▸ **EXTRACT TO READ**
— BEGIN —

Beekeeping chocolatier grows hyper-local product with national placements



MSP’s rapidly growing pro-pollinator community is turning the region into an urban oasis for honeybees and other pollinating insects, raising the likelihood that future generations will know the joys of easily accessible fresh produce and biodiverse green spaces.
 
But plenty of intrepid pollinator entrepreneurs are focused on the here and now. Susan Brown of Mademoiselle Miel, a hyper-local sweet treats company based in downtown St. Paul, was an early evangelist for pollinator power—and continues to inspire a growing cohort of makers, chefs and educators who earn a living at the intersection of urban agriculture, environmental stewardship and old-fashioned craftiness.
 
Mademoiselle Miel is a “beekeeping chocolatier” specializing in rich chocolate honey bon-bons, many wrapped in edible 23 karat gold leaf—“a brilliant union of elegance and raw nature,” according to Brown’s website. The bon-bons come in several varieties, including a decadent Scotch infusion and various seasonal flavors.

— END —

▸ **ROWS**
— BEGIN —

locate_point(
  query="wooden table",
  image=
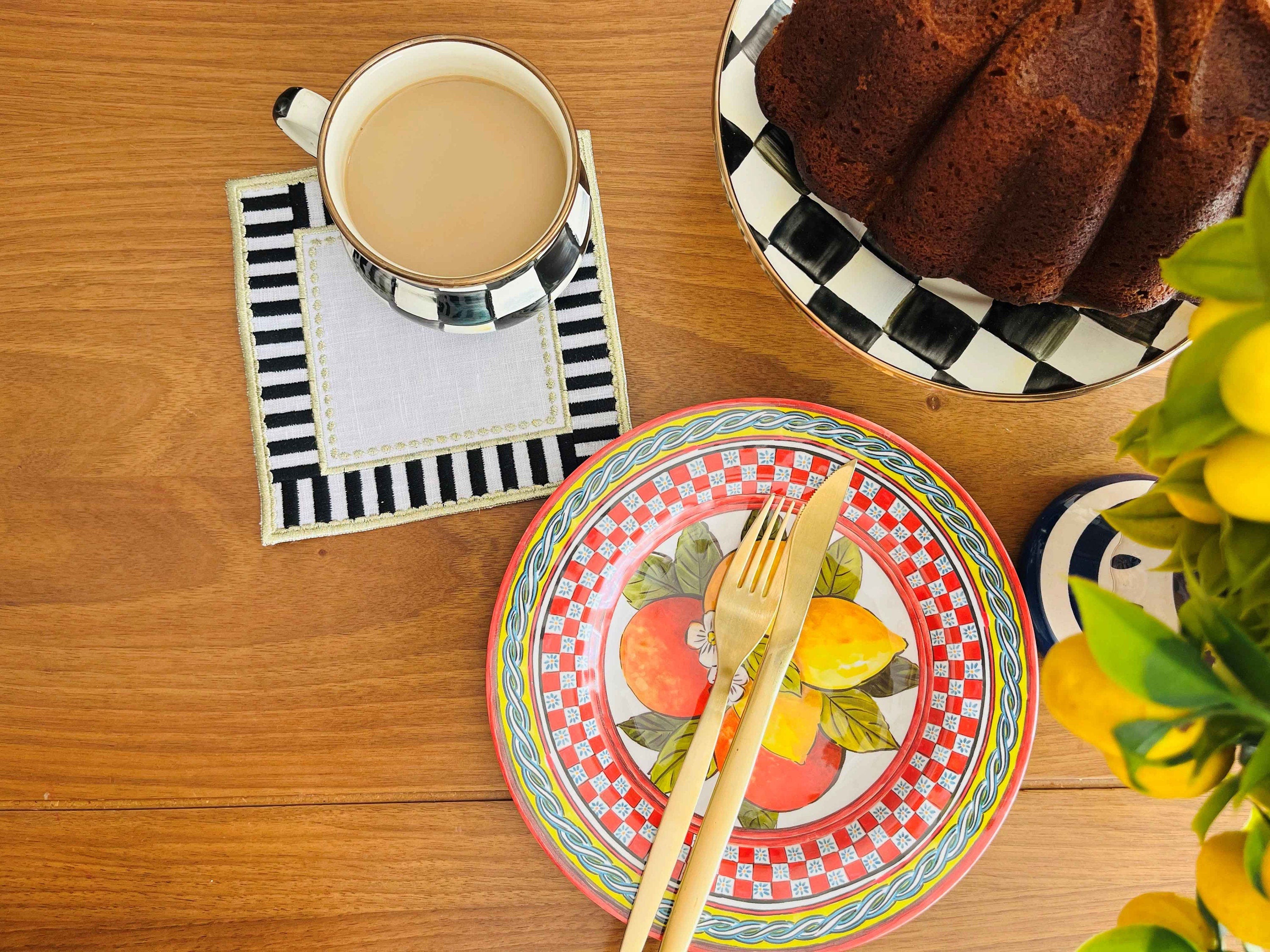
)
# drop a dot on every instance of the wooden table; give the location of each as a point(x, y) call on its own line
point(207, 744)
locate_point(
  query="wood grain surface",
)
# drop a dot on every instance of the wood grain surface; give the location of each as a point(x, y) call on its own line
point(154, 655)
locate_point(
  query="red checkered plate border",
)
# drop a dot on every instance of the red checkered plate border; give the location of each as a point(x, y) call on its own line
point(886, 812)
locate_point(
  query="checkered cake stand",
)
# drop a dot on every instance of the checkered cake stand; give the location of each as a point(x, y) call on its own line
point(891, 833)
point(939, 332)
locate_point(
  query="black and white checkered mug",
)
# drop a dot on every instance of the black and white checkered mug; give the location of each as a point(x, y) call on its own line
point(326, 130)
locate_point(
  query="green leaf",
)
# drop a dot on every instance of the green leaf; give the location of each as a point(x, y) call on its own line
point(696, 556)
point(1230, 643)
point(1193, 413)
point(1187, 550)
point(1256, 214)
point(1132, 441)
point(1202, 362)
point(654, 579)
point(1256, 771)
point(1218, 262)
point(652, 729)
point(1215, 575)
point(1246, 550)
point(1187, 479)
point(1140, 938)
point(670, 762)
point(901, 674)
point(1138, 738)
point(755, 818)
point(1255, 850)
point(1212, 923)
point(1221, 730)
point(853, 720)
point(792, 683)
point(841, 572)
point(1142, 655)
point(1213, 806)
point(1150, 521)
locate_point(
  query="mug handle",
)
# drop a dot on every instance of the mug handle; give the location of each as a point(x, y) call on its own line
point(299, 112)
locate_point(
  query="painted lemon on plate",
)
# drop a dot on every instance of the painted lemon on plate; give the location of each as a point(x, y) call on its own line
point(826, 710)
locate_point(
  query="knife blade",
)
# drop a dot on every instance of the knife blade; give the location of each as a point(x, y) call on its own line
point(808, 544)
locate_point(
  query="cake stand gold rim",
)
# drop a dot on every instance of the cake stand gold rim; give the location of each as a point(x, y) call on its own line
point(891, 370)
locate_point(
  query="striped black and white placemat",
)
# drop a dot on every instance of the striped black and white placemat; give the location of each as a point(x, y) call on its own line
point(298, 499)
point(938, 330)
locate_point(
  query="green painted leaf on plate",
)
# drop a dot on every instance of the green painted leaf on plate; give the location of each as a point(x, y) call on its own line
point(853, 720)
point(901, 674)
point(696, 556)
point(670, 762)
point(755, 818)
point(841, 572)
point(651, 729)
point(654, 579)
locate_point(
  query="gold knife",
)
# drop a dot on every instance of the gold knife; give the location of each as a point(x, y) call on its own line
point(811, 540)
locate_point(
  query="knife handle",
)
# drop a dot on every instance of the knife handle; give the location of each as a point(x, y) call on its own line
point(729, 791)
point(677, 817)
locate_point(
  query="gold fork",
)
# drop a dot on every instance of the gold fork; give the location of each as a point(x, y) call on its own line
point(747, 603)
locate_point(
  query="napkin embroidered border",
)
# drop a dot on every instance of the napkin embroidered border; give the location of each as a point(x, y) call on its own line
point(336, 460)
point(299, 502)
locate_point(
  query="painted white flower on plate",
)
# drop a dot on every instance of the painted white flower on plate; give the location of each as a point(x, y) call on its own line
point(701, 638)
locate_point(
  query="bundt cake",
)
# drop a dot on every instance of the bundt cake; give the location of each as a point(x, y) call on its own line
point(1038, 150)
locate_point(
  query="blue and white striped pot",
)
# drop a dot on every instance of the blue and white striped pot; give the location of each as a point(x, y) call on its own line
point(484, 303)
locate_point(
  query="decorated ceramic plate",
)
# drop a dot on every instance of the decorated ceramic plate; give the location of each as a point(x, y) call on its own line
point(938, 332)
point(905, 723)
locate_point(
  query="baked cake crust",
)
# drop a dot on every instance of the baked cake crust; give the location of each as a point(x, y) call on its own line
point(1038, 150)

— END —

▸ **WORK TO BE COMPLETED**
Can you reproduce, word for word, the passage of the beekeeping chocolatier article above starting at "But plenty of" and ending at "various seasonal flavors."?

▸ **ANSWER BELOW**
But plenty of intrepid pollinator entrepreneurs are focused on the here and now. Susan Brown of Mademoiselle Miel, a hyper-local sweet treats company based in downtown St. Paul, was an early evangelist for pollinator power—and continues to inspire a growing cohort of makers, chefs and educators who earn a living at the intersection of urban agriculture, environmental stewardship and old-fashioned craftiness.
 
Mademoiselle Miel is a “beekeeping chocolatier” specializing in rich chocolate honey bon-bons, many wrapped in edible 23 karat gold leaf—“a brilliant union of elegance and raw nature,” according to Brown’s website. The bon-bons come in several varieties, including a decadent Scotch infusion and various seasonal flavors.